Show each line of the records below that contains the string "target".

### Records provided

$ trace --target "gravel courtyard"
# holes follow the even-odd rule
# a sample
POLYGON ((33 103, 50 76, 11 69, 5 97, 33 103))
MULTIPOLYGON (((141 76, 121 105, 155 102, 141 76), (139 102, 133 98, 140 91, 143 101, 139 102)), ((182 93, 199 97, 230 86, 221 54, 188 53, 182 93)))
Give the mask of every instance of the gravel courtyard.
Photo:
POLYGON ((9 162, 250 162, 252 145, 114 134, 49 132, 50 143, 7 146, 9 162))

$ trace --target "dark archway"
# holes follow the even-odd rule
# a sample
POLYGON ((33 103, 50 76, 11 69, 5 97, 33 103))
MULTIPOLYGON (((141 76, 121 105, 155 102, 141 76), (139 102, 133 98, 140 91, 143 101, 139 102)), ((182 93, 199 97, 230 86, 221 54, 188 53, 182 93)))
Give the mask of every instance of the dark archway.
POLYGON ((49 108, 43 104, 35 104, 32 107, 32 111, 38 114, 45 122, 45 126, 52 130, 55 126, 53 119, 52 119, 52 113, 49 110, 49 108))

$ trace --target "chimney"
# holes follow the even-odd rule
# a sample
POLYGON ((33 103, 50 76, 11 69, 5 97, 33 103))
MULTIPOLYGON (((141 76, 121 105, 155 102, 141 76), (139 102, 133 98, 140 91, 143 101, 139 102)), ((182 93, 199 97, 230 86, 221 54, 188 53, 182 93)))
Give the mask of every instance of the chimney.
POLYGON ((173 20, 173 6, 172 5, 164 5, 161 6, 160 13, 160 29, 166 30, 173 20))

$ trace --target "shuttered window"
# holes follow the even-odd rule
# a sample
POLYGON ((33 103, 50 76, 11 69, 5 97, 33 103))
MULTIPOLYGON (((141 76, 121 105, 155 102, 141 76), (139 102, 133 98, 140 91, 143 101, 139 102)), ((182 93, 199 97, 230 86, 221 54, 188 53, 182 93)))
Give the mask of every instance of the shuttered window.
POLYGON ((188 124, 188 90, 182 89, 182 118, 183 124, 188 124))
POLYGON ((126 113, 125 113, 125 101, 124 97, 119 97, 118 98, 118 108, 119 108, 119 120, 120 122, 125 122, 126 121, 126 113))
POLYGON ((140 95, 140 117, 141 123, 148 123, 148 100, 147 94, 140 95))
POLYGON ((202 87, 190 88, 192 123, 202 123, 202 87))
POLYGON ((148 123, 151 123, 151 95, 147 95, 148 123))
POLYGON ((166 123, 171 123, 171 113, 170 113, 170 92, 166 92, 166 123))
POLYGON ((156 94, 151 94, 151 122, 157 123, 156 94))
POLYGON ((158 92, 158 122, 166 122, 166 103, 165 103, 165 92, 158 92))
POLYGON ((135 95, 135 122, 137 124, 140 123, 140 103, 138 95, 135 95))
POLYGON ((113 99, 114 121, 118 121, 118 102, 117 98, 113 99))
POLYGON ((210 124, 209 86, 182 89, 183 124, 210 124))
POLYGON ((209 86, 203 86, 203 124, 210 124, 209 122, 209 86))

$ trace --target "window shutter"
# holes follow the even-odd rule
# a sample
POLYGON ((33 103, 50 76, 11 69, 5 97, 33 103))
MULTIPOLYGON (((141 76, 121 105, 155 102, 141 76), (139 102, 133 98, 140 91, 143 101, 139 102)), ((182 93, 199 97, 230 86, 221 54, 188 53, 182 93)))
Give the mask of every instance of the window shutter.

######

#### Response to this task
$ trace --target "gravel courtyard"
$ trace --target "dark archway"
$ trace --target "chimney"
$ trace --target "shuttered window"
$ trace --target "window shutter"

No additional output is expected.